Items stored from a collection
--*--

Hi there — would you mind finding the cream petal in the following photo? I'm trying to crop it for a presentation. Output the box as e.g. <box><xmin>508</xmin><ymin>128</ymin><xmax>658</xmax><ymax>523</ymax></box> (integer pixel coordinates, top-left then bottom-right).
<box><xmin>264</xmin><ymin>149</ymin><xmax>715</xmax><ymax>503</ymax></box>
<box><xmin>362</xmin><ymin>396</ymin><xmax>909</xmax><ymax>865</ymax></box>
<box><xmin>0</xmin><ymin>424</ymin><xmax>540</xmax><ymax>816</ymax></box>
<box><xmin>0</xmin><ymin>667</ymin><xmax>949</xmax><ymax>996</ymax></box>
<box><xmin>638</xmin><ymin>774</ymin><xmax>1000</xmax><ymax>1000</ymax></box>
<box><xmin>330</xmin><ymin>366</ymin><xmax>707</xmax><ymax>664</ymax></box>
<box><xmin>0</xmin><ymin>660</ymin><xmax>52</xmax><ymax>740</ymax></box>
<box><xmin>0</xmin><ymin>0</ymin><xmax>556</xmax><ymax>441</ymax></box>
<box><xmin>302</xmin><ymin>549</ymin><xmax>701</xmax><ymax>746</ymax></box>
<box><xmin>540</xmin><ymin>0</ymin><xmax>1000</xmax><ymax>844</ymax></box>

--*--

** What is needed **
Swap "cream petal" for "white petal" throughout the records above, and leave everything else as it is.

** Answer to this problem **
Hi there — would you mind finding the white petal in the following photo? I'm trying to crop it for a presentation. Output the box as e.g. <box><xmin>508</xmin><ymin>128</ymin><xmax>658</xmax><ymax>523</ymax></box> (integer pixel coordinates, top-left then bottom-right).
<box><xmin>264</xmin><ymin>149</ymin><xmax>715</xmax><ymax>503</ymax></box>
<box><xmin>362</xmin><ymin>396</ymin><xmax>909</xmax><ymax>865</ymax></box>
<box><xmin>0</xmin><ymin>424</ymin><xmax>540</xmax><ymax>816</ymax></box>
<box><xmin>0</xmin><ymin>667</ymin><xmax>949</xmax><ymax>996</ymax></box>
<box><xmin>638</xmin><ymin>774</ymin><xmax>1000</xmax><ymax>1000</ymax></box>
<box><xmin>330</xmin><ymin>366</ymin><xmax>707</xmax><ymax>664</ymax></box>
<box><xmin>0</xmin><ymin>660</ymin><xmax>52</xmax><ymax>740</ymax></box>
<box><xmin>0</xmin><ymin>0</ymin><xmax>556</xmax><ymax>441</ymax></box>
<box><xmin>302</xmin><ymin>549</ymin><xmax>701</xmax><ymax>746</ymax></box>
<box><xmin>540</xmin><ymin>0</ymin><xmax>1000</xmax><ymax>844</ymax></box>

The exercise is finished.